**TUGAS ANDA**
Teruskan catatan perjalanan tentang kunjungan ke Masjid Isa Bey di bawah ini, dimulai sesudah kalimat terakhir yang tertera.

**HALAMAN**
Lompat ke konten

Isa Bey Camii, Hadiah dari Tour Guide untuk Kami

Saya teringat pagi itu sangat cerah di Kusadasi. Kami sempat bermalam di hotel tepi pantai. Serap, Tour Guide kami, mengatakan bahwa Kusadasi sangat menyenangkan untuk dinikmati kala musim panas. Tentu karena pesona Aegean Sea. Namun, sebetulnya Kusadasi lebih dari itu. Kusadasi sangat berdekatan dengan Izmir dan Selcuk, dimana di wilayah tersebut juga banyak sisa peradaban yang bisa kita nikmati. Selain itu, kusadasi juga memiliki banyak jeruk fresh mulai dari yang kecut dan menjadi hiasan di tepi jalan hingga yang manis dan bermanfaat untuk kesehatan. 

Serap menyayangkan kami hanya sejenak di Kusadasi. Jika ada waktu, dia ingin menunjukkan House of Virgin Mary dan Isa Bey Mosque. Dia kemudian berkata kembali kalau agak mustahil mengunjungi House of Virgin Mary karena lokasinya yang tidak sejalan dengan destinasi selanjutnya. Meski begitu, dia keukeuh untuk menunjukkan Isa Bey Mosque kepada kami. Baginya, sebagai ummat muslim kami harus menyaksikan kemegahannya dengan mata kepalanya sendiri. 

Rasa penasaran saya mulai terpantik ketika Serap mengatakan, “Masjid ini berdekatan dengan gereja.” Hm.. menarik!

Patung di depan Masjid Isa Bey

Curi Waktu untuk Isa Bey

Saya lihat mayoritas anggota tur setuju untuk mencuri waktu ke Isa Bey Mosque, jadi, tidak ada suara sumbang di grup. Kami ke sana seusai dihasut untuk membeli oleh-oleh di salah satu toko souvenir di Kusadasi. 

Jalan menuju Isa Bey agak menanjak, karena Isa Bey Mosque berada di kaki bukit Ayasoluk. Secara geografis, Isa Bey sudah masuk ke wilayah Selcuk. Dari jalan masuk ke lokasi, kita disuguhkan pemandangan reruntuhan gereja Basilica of St. John, gereja yang disebut oleh Serap berdekatan dengan Isa Bey. 

Penjual di dekat pintu masuk masjid.

Baris dari suatu kumpulan data:

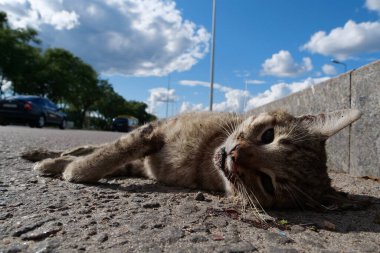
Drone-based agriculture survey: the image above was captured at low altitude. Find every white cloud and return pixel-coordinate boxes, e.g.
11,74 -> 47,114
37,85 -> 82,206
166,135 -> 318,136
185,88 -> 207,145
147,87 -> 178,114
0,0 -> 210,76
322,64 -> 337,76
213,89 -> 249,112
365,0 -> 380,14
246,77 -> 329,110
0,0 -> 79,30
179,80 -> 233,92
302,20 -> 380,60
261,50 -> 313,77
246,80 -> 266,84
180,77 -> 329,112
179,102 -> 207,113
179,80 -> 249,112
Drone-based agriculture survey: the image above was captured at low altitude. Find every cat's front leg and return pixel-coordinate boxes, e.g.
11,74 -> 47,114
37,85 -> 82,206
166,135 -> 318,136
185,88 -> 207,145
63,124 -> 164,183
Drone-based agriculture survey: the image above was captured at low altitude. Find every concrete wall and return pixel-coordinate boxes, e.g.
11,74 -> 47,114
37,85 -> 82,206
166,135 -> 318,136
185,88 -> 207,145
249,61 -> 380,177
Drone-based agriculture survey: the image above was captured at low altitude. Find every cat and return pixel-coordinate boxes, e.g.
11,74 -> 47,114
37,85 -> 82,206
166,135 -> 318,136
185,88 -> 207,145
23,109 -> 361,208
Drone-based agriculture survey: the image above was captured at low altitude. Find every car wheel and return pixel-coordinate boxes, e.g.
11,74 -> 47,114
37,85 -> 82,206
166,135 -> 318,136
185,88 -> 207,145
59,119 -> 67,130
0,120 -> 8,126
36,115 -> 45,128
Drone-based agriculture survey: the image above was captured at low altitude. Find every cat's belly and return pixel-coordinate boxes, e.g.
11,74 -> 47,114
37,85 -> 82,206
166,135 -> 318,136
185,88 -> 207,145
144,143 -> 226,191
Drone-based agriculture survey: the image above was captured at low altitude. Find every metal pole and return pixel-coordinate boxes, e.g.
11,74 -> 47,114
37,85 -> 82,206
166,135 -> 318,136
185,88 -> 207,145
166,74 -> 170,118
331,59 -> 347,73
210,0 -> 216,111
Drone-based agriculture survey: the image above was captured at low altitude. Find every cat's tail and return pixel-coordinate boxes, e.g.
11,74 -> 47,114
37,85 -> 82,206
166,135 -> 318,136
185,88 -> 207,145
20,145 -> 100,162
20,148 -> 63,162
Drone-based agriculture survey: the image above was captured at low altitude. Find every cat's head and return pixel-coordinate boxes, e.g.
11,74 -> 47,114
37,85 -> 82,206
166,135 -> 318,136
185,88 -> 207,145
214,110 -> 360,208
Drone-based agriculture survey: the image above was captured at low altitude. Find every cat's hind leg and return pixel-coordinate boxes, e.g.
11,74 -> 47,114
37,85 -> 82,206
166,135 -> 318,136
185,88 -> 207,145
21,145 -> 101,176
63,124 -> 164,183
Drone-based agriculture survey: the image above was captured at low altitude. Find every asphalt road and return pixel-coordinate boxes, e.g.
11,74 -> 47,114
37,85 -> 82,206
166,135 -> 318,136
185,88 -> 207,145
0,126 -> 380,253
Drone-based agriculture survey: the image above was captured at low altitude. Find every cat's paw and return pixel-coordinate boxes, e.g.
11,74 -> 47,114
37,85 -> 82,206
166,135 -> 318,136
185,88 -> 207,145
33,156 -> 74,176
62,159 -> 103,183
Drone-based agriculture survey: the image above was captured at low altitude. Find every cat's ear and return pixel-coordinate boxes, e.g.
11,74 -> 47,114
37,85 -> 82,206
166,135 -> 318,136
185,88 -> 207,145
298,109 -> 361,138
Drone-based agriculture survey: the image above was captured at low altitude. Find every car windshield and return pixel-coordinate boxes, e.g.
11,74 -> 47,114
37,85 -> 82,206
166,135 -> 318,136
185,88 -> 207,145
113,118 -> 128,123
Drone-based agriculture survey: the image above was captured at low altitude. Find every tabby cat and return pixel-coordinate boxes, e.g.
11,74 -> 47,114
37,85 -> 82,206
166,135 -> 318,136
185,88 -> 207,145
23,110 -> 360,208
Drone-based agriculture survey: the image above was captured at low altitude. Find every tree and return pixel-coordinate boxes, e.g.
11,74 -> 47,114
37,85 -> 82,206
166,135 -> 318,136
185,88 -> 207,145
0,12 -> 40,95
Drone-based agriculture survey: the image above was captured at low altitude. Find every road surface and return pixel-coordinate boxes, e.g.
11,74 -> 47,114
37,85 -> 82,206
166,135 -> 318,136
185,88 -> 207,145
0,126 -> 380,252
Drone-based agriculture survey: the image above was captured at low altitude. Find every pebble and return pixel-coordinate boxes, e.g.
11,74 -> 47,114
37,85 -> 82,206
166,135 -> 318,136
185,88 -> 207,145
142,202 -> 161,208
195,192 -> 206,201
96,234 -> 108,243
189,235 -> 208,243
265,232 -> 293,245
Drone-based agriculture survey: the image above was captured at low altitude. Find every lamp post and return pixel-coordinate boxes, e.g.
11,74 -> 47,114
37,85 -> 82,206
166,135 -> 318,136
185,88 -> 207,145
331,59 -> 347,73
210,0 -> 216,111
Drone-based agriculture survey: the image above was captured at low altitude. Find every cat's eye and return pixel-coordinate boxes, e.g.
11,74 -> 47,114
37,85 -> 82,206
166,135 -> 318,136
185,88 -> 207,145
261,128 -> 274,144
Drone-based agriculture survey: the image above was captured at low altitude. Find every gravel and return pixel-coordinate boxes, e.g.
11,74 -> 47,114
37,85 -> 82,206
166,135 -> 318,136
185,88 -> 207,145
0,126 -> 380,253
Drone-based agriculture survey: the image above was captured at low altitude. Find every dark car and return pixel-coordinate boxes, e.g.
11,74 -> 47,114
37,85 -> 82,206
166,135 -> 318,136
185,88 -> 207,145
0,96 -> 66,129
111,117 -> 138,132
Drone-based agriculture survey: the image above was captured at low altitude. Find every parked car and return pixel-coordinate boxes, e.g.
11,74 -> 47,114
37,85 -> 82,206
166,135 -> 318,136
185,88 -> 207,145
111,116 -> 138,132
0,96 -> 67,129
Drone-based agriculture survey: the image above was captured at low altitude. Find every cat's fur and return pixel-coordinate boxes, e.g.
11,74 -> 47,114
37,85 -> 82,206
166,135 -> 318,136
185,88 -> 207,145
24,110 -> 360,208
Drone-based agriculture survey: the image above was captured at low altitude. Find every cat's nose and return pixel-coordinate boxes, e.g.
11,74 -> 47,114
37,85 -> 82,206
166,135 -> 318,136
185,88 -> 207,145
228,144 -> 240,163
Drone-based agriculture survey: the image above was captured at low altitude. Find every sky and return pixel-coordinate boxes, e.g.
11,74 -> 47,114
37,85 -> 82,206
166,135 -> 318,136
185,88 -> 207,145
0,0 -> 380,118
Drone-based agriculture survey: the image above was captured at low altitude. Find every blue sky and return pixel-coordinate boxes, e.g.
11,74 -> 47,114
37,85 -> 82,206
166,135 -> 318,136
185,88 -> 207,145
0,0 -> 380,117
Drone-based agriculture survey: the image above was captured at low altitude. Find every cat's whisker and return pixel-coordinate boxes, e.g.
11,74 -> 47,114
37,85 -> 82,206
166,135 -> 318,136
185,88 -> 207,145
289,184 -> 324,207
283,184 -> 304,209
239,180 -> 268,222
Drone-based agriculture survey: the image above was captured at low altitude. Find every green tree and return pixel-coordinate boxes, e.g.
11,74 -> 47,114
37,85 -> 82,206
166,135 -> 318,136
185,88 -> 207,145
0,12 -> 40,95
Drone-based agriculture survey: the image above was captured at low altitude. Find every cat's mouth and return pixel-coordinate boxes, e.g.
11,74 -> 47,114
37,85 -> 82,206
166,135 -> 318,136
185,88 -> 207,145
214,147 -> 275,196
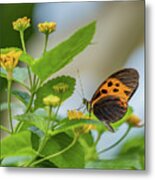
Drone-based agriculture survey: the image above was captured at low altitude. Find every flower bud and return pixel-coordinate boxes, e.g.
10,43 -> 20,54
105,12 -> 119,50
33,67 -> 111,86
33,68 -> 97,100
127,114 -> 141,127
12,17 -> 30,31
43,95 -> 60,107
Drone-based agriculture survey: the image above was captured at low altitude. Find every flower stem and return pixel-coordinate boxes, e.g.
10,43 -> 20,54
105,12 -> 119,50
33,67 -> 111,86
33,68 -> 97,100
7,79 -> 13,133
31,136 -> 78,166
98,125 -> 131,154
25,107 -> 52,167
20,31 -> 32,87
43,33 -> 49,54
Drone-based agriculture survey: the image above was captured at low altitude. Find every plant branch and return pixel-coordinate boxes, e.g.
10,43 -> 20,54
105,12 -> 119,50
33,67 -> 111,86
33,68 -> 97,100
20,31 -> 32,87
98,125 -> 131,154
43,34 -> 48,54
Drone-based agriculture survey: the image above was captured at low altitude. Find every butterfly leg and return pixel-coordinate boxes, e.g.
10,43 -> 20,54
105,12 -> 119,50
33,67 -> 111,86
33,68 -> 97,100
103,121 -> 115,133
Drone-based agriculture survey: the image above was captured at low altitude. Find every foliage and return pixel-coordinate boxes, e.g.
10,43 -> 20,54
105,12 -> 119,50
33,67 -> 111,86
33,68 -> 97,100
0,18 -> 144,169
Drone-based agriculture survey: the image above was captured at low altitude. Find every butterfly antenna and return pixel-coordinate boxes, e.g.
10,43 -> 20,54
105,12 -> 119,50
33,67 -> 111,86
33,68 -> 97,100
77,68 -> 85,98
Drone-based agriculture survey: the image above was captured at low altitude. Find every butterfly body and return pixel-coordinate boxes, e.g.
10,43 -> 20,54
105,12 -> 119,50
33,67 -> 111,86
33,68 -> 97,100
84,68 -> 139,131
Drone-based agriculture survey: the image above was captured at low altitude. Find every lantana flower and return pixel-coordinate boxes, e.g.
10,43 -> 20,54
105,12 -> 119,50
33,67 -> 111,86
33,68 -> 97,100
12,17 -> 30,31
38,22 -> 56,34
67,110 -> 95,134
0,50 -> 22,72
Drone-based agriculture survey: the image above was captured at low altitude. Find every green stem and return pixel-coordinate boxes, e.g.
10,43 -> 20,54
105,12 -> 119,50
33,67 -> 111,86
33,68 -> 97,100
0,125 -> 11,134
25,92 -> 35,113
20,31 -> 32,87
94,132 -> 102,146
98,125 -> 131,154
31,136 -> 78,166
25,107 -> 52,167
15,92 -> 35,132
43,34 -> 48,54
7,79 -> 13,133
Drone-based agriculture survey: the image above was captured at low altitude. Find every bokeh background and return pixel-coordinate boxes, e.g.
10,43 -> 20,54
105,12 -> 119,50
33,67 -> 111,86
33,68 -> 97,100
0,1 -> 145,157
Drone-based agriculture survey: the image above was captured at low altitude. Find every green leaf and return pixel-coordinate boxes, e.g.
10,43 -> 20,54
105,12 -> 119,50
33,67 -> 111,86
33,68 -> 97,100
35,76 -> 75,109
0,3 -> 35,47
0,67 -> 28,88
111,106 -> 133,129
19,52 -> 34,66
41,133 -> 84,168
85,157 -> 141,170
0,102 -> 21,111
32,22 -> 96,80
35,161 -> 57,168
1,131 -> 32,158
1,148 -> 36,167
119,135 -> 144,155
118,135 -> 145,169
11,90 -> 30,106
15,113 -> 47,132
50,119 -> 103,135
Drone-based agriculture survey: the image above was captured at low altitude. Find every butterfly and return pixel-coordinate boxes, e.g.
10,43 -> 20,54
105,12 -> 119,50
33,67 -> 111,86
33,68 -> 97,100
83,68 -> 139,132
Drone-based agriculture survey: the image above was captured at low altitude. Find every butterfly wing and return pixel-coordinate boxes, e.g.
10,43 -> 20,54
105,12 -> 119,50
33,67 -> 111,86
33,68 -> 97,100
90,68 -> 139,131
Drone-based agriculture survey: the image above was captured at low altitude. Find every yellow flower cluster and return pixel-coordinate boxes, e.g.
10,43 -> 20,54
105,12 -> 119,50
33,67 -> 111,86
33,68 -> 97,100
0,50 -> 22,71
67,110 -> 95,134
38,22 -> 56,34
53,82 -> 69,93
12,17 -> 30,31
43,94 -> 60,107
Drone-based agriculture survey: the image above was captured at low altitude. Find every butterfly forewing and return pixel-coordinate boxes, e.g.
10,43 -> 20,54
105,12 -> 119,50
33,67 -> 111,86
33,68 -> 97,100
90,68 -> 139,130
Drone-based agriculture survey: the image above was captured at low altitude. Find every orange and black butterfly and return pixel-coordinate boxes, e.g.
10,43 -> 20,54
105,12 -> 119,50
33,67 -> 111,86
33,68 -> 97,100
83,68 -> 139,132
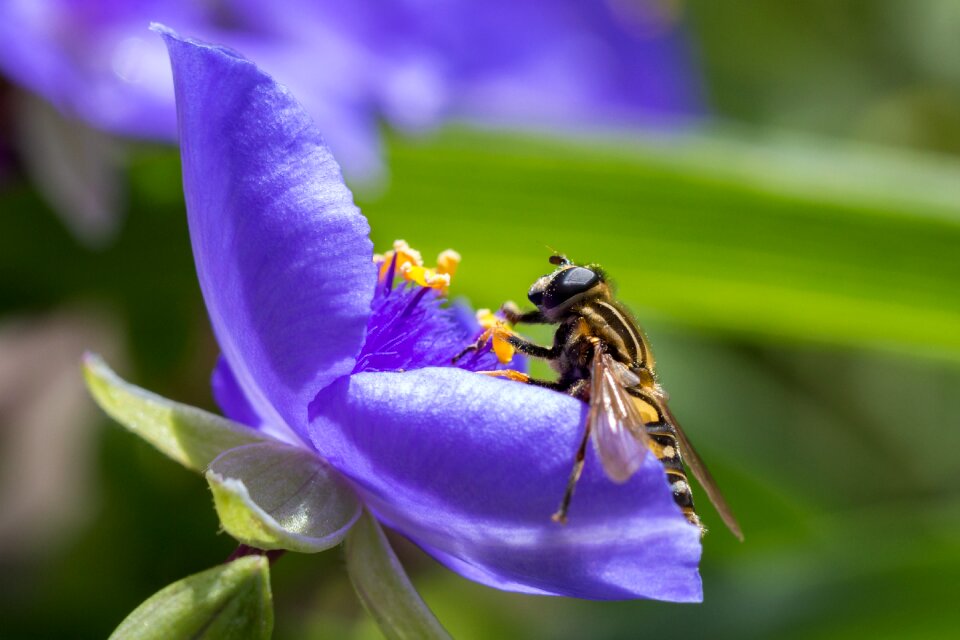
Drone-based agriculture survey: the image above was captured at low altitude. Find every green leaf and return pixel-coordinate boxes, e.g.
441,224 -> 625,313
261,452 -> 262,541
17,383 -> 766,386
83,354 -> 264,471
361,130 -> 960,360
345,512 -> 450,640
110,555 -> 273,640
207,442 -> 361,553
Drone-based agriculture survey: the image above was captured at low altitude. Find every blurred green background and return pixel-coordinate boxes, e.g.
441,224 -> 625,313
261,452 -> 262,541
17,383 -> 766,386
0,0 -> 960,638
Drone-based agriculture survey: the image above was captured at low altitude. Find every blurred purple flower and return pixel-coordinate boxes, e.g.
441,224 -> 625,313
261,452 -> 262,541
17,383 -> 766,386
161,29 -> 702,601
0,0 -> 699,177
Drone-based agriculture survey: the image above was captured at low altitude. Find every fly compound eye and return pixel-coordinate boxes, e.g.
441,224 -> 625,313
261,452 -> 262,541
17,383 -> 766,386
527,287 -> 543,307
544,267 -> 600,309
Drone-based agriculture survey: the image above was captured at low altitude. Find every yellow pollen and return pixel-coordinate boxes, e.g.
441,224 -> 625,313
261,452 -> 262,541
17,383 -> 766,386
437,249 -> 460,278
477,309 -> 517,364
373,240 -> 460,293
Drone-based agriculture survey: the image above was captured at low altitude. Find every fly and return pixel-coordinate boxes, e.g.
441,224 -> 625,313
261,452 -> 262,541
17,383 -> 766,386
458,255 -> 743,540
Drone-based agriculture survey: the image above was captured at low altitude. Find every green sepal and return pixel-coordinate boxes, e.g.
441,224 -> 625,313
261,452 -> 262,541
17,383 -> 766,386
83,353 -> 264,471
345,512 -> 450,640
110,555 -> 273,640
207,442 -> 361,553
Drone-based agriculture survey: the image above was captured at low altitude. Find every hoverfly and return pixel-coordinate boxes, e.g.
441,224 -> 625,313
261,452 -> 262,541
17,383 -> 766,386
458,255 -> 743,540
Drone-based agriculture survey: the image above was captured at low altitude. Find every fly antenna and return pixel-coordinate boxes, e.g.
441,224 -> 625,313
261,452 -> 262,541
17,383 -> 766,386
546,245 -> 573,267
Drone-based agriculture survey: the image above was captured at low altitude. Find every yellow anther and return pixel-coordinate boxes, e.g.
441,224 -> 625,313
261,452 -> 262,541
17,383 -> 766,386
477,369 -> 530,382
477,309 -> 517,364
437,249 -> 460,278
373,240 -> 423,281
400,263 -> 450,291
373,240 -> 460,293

**JAWABAN TUGAS**
Masjid ini jauh dari kata tourisity. Tidak banyak turis, tidak banyak toko souvenir, dan tidak ada buku yang dijual di sekitar lokasi untuk memperkaya informasi tentang sejarah Isa Bey. Seingat saya, hanya ada rombongan kamu dan dua mobil yang terparkir. Lokasinya dekat persawahan atau perkebunan dan rumah-rumah warga. Pemandangan ini agak berbeda jika saya bandingkan dengan masjid terkenal lainnya di Turki, sebut saja Grand Mosque, Green Mosque, dan Blue Mosque yang terletak di pusat keramaian. Meski terkesan terpencil, kecantikan Isa Bey tidak terhijab.

Warna masjid khas Era Selcuk: dominan bebatuan warna krem, biru muda, sedikit aksen turquoise, dan warna coklat tua. Batu yang menjadi penopang bangunan juga masih terlihat sangat kokoh. Serap mengatakan kalau batu-batu yang digunakan sama seperti di Grand Mosque.

Berfoto di depan pintu masuk Masjid Isa Bey

Pintu masuknya kecil, dengan tangga di kanan dan kiri ala panggung. Sayang, ketika saya ke sana, menaranya sedang direkonstruksi. Kalau tidak salah, menara ini bukanlah bangunan asli sebab dulunya sudah pernah rusak akibat gempa bumi. Serap berulang kali menjelaskan bahwa proses rekonstruksi bangunan bersejarah di Turki selalu rumit, mulai dari perihal izin hingga perihal pencarian bahan-bahan yang sama kuatnya dengan batuan asli. 

Sederhana nan Jelita

Usia Isa Bey memang terbilang tua, terlihat pula dari bukti pada eksterior dan interior bangunan. Namun, seperti masjid tua lainnya di Turki, rasanya mereka, nih, makin tua malah makin berharga dan mempesona. 

Kalau saya perhatikan, area utama yang digunakan shalat hanya separuh bagian bangunan. Sisanya, adalah area untuk berjalan-jalan, area wudhu di tengah, dan taman di sekeliling tempat berwudhu. Karena tidak banyak informasi yang bisa saya gali tentang masjid ini, saya mulai berimajinasi. Saya membayangkan dulunya sudut-sudut masjid penuh dengan ummat yang melingkar dan sibuk dengan majelis ilmu. 

YAY!
Lokasi foto yang cakeup!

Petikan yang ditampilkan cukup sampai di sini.